“And guess what, after November 3, coronavirus will magically, all of a sudden, go away and disappear and everybody will be able to reopen.”
—Eric Trump, in interview on Fox News on Saturday. [Yes, Eric, and guess what else? The 100,000 Americans who have died from the coronavirus will suddenly spring back to life. And by the way, wasn’t it supposed to have “magically” disappeared in April?]
Magic can be tricky. Also, I think Eric may have brain spurs.
Well….I actually have a relative who declares that this is all a hoax because he doesn’t personally know anyone that has had or has died from the Virus. Guess where he gets his info….he can quote FOX like a robot. So, Eric does have an audience, sadly!
Ms. Herring, last week one of my friends told me that when they get the vaccine and give it to you, they will plant a chip in your arm too. So they can track you. And if you refuse the chip, they will not give you the vaccine. “Well of course” is all I could say. Sunday I attended the 7 year old’s baseball game. Four playing fields with games, about three to four hundred people. Kids were in the dugouts like always, bleachers were blocked, social distancing signs all over the place, people were all next to each other ignoring all precautions. I was the only one with a mask. I guess the Trump magic has already made CV disappear.
CJG….Maybe we are suffering from too much exposure to too much information and are too lazy to filter and seek out truths….but, the “herd mentality” is strong….everybody else is doing it…and I am so bored…better bored than deathly sick and/or dying. As Fauci said….this virus is among us, silently stalking us, we can’t see it, it is waiting to pounce on us….or something like that.
Here is a part of the interview in New York Times Magazine with John M. Barry, the author of “The Great Influenza: The Story of the Deadliest Pandemic in History.
“A hundred years from now when a historian is writing a history of the 2020 pandemic, what do you think will be its overarching theme?
If they’re writing about the United States, it would be the incomprehensibly incoherent response. Every country seems to have had a different response. Some of them quite good. Some are not so good.

____________________

▸ Problems to work on:
a - Summarize the comment thread in two sentences.
b - In the comment thread, what is the title of the book written by John M. Barry?
c - Print the stretch of the comment thread from "Ms. Herring, last" through "made CV disappear.".

▸ Records shown:
____________________

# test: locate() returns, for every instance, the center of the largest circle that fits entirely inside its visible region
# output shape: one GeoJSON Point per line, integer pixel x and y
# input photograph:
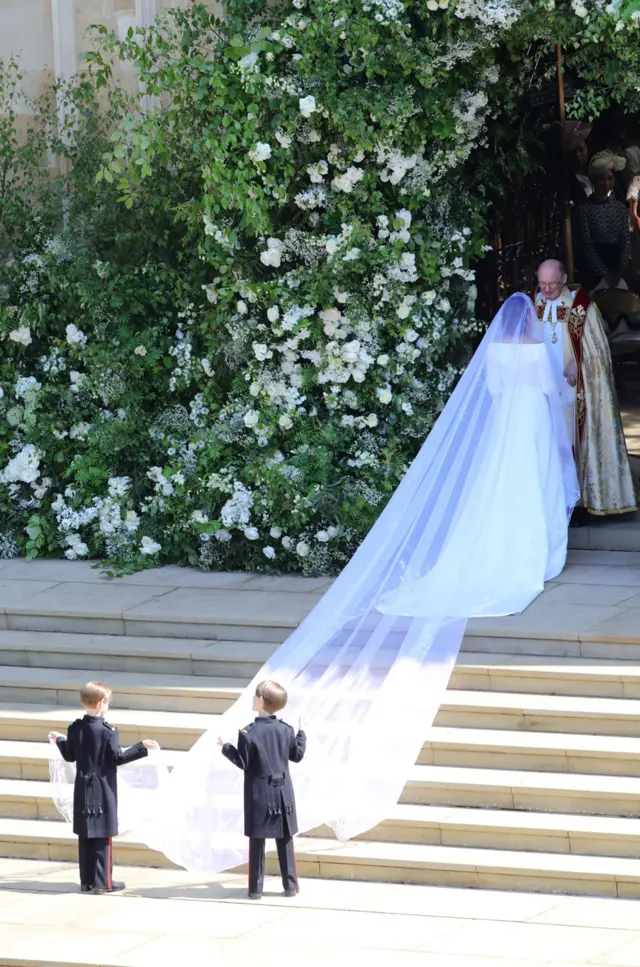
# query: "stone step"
{"type": "Point", "coordinates": [538, 751]}
{"type": "Point", "coordinates": [173, 730]}
{"type": "Point", "coordinates": [460, 710]}
{"type": "Point", "coordinates": [420, 824]}
{"type": "Point", "coordinates": [142, 654]}
{"type": "Point", "coordinates": [557, 792]}
{"type": "Point", "coordinates": [547, 675]}
{"type": "Point", "coordinates": [436, 785]}
{"type": "Point", "coordinates": [218, 614]}
{"type": "Point", "coordinates": [132, 690]}
{"type": "Point", "coordinates": [146, 659]}
{"type": "Point", "coordinates": [546, 872]}
{"type": "Point", "coordinates": [540, 713]}
{"type": "Point", "coordinates": [471, 748]}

____________________

▸ Responses:
a - The comment thread opens with Eric Trump's claim on Fox News that the coronavirus would go away after November 3, followed by a sarcastic reply pointing out that 100,000 Americans have died from it. Commenters describe a relative who calls the virus a hoax, a friend's claim that a vaccine would come with a tracking chip, and a baseball game where people ignored precautions, and one quotes author John M. Barry calling the U.S. response incomprehensibly incoherent.

b - The Great Influenza: The Story of the Deadliest Pandemic in History.

c -
Ms. Herring, last week one of my friends told me that when they get the vaccine and give it to you, they will plant a chip in your arm too. So they can track you. And if you refuse the chip, they will not give you the vaccine. “Well of course” is all I could say. Sunday I attended the 7 year old’s baseball game. Four playing fields with games, about three to four hundred people. Kids were in the dugouts like always, bleachers were blocked, social distancing signs all over the place, people were all next to each other ignoring all precautions. I was the only one with a mask. I guess the Trump magic has already made CV disappear.